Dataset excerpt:
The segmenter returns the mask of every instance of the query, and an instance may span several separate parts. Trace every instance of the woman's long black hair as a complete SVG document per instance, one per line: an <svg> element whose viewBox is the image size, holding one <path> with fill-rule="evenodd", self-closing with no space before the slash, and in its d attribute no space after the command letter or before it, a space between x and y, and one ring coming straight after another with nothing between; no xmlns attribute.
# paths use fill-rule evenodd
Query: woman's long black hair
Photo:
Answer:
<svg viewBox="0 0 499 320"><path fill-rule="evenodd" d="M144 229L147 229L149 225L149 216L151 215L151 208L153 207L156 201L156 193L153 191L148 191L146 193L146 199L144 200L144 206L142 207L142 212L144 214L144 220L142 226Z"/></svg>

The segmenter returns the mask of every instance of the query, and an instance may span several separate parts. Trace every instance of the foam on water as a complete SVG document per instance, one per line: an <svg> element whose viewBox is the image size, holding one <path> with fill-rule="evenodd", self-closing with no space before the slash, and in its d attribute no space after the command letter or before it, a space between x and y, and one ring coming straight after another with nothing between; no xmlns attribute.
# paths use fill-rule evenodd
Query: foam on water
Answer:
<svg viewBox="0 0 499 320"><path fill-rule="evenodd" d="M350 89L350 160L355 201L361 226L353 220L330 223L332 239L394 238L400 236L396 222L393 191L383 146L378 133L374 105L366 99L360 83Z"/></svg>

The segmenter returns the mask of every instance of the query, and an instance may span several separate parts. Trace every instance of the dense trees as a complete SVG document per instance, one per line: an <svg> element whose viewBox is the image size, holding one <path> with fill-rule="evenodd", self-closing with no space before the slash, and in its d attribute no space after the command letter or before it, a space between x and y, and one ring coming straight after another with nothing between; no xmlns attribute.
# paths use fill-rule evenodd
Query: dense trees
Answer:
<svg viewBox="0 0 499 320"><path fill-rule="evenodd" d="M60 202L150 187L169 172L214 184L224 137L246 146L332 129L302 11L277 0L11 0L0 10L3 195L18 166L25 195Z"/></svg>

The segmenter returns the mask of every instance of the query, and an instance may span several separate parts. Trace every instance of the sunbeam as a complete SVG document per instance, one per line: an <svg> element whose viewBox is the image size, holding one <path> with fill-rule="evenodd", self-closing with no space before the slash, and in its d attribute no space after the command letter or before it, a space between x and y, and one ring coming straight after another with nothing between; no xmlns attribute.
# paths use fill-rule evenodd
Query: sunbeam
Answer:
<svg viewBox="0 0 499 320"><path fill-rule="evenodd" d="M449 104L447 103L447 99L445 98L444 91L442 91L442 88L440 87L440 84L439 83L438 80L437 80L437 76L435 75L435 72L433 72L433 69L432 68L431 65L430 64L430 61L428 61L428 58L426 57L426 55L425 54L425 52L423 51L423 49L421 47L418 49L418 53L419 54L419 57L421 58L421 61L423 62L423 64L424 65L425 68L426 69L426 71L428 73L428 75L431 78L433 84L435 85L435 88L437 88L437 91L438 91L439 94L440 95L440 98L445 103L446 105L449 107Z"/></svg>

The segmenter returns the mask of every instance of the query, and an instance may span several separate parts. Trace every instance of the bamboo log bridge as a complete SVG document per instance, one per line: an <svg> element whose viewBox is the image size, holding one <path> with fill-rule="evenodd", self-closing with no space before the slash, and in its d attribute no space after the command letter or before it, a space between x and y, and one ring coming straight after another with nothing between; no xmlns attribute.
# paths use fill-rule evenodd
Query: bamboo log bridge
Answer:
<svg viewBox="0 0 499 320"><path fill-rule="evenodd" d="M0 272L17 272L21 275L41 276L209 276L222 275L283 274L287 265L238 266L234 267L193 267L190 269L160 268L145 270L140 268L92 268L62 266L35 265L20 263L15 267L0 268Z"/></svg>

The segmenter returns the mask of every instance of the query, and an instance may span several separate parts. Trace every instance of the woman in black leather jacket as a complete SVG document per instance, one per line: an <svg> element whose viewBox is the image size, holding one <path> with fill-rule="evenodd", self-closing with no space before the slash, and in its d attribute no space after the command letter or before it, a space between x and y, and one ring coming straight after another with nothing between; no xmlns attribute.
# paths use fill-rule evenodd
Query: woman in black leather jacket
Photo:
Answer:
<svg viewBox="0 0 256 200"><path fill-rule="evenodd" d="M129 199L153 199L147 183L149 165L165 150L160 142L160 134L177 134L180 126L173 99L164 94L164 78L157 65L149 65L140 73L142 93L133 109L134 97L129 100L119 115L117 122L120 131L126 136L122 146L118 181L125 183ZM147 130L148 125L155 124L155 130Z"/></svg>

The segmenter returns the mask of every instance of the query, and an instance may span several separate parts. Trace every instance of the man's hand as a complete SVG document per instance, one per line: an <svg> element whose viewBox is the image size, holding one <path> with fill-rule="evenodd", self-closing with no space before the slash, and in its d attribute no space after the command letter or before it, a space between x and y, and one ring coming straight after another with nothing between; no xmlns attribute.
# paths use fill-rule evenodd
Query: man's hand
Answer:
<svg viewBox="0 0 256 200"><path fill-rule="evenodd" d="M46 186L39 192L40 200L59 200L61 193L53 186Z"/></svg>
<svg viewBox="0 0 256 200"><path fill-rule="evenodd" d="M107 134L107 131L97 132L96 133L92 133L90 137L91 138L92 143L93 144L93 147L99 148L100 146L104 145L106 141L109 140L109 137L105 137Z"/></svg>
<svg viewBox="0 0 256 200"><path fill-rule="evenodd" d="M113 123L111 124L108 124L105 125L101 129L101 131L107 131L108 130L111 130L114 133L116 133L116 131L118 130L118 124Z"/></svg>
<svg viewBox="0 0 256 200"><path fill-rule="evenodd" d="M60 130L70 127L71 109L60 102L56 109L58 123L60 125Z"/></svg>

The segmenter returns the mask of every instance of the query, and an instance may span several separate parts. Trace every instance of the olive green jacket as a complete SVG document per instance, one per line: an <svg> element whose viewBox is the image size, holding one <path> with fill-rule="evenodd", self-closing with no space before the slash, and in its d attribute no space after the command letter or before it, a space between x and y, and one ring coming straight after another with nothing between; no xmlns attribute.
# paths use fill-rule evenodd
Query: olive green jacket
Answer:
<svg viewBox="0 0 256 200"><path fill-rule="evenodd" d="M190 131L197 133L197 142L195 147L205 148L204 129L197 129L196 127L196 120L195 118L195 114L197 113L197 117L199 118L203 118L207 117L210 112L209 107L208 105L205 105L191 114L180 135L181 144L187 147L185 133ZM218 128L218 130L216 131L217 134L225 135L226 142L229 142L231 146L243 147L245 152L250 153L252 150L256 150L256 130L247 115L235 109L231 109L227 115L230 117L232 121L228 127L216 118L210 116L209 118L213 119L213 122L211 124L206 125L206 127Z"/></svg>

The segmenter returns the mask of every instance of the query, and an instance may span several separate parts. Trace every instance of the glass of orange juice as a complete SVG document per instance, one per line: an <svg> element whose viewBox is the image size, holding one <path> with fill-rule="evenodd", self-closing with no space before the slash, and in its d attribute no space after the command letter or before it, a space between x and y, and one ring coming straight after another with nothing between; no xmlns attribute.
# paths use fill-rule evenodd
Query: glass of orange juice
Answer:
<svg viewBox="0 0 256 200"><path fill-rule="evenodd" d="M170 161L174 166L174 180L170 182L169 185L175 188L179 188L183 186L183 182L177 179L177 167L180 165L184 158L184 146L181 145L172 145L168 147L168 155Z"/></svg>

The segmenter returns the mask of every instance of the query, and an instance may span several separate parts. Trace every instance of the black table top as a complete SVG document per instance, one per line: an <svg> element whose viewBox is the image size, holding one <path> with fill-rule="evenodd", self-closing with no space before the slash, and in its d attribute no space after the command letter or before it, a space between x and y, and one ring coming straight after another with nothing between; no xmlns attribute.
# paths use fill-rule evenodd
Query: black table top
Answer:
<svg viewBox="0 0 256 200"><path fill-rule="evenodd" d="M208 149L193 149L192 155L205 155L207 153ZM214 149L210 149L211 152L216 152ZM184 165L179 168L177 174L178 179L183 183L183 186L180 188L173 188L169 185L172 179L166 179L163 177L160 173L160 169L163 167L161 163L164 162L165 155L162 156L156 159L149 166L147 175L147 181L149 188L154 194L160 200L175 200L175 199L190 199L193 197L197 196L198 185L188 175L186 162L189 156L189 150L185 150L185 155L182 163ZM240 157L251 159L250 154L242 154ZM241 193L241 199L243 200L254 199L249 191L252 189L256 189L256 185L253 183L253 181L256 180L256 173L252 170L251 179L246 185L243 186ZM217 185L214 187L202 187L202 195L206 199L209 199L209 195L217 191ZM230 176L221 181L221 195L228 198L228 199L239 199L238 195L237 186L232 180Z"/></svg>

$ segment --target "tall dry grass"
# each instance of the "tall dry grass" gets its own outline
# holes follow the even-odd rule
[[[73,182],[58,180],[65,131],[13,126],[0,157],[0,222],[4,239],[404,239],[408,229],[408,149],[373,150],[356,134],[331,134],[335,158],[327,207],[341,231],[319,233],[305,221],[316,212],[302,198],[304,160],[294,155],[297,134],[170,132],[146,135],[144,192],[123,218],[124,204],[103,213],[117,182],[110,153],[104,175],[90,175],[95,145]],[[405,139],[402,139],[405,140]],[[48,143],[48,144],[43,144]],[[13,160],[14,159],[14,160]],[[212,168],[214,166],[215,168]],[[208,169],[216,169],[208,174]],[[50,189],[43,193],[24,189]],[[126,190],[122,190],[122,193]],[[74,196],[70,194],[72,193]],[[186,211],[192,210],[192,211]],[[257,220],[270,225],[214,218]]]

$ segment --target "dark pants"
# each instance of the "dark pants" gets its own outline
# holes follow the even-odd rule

→ **EXERCISE AIM**: Reproduce verbatim the lines of the material from the line with "of the man's" to the line with "130L70 127L71 109L60", both included.

→ **ANSWER FOR THE TASK**:
The segmenter returns the mask of every instance of the query, and an instance may span several separate parts. Trace every instance of the man's hand as a complete SVG document per instance, one per line: an <svg> element whose viewBox is the image size, holding one <path> with fill-rule="evenodd", self-closing with no space before the slash, and in its d attribute no space after the command letter or before it, a space between x and y, and one ring coming straight after another with nothing between; no xmlns attribute.
# paths use fill-rule evenodd
Query: man's hand
Answer:
<svg viewBox="0 0 256 200"><path fill-rule="evenodd" d="M46 186L39 192L40 200L59 200L61 193L53 186Z"/></svg>
<svg viewBox="0 0 256 200"><path fill-rule="evenodd" d="M107 134L107 131L97 132L96 133L92 133L90 137L91 138L92 143L93 144L93 147L99 148L100 146L104 145L106 141L109 140L109 137L105 137Z"/></svg>
<svg viewBox="0 0 256 200"><path fill-rule="evenodd" d="M113 123L111 124L108 124L105 125L101 129L101 131L107 131L108 130L111 130L114 133L116 133L116 131L118 130L118 124Z"/></svg>
<svg viewBox="0 0 256 200"><path fill-rule="evenodd" d="M60 130L70 127L71 109L60 102L56 109L58 123L60 125Z"/></svg>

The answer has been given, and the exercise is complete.